[Natural language region descriptions]
_ _ _
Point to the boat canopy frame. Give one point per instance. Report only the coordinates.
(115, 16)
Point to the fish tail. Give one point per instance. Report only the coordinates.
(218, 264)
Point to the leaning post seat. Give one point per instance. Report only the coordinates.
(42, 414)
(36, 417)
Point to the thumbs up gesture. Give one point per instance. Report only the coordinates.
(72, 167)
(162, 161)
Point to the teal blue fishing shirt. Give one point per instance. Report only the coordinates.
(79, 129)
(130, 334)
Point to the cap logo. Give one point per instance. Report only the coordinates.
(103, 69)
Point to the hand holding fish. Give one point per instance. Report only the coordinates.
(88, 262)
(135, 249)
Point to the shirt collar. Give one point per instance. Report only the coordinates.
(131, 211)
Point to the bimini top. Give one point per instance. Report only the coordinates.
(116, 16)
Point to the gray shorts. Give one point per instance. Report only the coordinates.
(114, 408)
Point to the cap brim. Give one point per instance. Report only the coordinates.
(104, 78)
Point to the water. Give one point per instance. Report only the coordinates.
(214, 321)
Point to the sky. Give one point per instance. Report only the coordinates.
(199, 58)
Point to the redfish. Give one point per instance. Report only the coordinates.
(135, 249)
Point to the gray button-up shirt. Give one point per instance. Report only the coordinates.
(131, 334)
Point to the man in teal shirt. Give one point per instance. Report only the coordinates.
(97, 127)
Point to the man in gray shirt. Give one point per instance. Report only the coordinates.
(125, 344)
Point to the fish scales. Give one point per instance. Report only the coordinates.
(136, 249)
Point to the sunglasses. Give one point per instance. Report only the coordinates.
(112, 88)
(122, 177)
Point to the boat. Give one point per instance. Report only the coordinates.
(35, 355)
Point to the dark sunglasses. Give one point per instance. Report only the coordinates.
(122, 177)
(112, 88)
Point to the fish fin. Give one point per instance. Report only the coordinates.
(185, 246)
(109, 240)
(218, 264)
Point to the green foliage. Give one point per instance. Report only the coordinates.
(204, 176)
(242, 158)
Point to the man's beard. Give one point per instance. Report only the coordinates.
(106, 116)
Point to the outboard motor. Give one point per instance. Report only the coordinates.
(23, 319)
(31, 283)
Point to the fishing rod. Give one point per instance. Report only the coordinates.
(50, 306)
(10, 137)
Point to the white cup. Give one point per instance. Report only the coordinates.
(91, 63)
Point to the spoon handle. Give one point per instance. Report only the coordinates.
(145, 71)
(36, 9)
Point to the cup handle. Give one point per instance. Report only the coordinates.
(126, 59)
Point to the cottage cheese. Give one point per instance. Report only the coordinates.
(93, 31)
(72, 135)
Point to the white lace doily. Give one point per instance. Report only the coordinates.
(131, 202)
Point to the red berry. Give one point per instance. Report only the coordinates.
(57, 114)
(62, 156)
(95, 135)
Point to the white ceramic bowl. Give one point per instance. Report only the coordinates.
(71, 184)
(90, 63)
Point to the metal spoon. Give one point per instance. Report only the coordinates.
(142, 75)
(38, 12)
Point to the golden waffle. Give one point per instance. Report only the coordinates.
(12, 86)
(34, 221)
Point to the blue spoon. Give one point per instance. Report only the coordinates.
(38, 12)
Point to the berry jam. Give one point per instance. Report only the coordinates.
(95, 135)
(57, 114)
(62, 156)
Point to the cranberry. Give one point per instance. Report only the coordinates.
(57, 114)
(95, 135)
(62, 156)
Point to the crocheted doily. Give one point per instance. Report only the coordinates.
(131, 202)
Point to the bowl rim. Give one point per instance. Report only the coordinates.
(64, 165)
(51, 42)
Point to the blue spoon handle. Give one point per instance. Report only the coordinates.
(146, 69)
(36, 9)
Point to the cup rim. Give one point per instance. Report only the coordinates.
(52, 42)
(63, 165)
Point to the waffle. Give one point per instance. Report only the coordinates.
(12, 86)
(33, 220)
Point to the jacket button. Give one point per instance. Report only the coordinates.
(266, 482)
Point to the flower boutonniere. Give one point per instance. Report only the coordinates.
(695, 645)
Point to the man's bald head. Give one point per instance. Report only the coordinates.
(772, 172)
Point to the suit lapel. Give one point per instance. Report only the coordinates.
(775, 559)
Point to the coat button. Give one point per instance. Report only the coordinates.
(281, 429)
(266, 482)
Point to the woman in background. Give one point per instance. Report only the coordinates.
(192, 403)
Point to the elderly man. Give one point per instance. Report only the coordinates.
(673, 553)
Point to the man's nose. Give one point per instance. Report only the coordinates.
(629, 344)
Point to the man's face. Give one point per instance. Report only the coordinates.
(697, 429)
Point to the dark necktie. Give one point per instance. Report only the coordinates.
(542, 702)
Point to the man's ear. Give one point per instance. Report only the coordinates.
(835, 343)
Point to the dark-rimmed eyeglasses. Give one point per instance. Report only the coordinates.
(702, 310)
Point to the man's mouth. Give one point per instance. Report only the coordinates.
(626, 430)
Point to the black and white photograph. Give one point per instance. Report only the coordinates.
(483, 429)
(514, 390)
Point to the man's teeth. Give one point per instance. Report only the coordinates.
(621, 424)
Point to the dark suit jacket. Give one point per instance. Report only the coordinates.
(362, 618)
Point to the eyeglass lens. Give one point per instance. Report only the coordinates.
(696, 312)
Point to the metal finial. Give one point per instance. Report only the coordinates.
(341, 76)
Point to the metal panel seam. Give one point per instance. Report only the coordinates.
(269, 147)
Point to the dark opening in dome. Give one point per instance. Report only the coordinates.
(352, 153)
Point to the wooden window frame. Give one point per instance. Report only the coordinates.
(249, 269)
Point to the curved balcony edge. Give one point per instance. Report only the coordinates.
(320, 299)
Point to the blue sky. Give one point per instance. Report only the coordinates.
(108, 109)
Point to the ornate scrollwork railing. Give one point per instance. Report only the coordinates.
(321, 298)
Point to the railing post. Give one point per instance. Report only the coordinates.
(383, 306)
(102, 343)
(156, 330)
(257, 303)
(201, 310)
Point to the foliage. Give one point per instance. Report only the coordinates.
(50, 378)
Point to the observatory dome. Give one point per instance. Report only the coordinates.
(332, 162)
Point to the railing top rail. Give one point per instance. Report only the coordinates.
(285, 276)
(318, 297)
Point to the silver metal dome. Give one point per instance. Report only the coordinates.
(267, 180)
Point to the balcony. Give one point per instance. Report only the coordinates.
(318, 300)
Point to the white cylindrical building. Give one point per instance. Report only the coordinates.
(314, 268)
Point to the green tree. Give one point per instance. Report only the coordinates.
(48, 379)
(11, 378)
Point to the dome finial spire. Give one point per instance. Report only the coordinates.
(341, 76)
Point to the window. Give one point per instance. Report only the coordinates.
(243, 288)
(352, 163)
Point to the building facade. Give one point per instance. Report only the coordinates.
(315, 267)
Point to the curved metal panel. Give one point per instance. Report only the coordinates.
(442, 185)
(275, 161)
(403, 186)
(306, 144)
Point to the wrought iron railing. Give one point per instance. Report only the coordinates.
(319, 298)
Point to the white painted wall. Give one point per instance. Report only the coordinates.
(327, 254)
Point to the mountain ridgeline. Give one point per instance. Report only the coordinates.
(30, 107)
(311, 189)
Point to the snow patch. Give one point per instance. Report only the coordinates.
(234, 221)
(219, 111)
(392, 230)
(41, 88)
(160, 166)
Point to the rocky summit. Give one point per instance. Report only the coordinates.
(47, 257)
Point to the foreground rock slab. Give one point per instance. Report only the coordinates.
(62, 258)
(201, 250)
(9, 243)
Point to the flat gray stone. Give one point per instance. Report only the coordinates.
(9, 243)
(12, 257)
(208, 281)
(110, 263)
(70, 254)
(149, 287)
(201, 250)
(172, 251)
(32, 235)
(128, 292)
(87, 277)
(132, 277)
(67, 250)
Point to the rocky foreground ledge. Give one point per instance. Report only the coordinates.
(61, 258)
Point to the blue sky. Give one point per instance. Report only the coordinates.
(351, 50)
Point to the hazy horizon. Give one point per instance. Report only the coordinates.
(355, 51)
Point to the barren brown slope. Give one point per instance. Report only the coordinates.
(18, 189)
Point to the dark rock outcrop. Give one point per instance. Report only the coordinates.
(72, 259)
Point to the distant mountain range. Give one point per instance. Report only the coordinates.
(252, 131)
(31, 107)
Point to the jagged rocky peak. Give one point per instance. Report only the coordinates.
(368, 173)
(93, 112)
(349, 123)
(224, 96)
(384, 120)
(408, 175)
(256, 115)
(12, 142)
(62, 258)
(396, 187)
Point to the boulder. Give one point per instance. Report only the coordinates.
_ _ _
▶ **Action item**
The line containing "Point to the barren" and all lines after it, through the end of the entries above, are to be returned exactly and alone.

▶ **Final answer**
Point to the barren brown slope. Give one point per instance. Report only the coordinates.
(18, 189)
Point to the dark rock outcrop. Give one point per instance. Report only the coordinates.
(72, 259)
Point to the distant mountain range. Give one point per instance. Report only the coordinates.
(252, 131)
(31, 107)
Point to the jagged rocky peak. Give one point per instance. Report only the coordinates.
(368, 173)
(93, 112)
(349, 123)
(224, 96)
(384, 120)
(408, 175)
(256, 115)
(12, 142)
(62, 258)
(396, 187)
Point to the boulder. Give one point per instance. Report only the coordinates.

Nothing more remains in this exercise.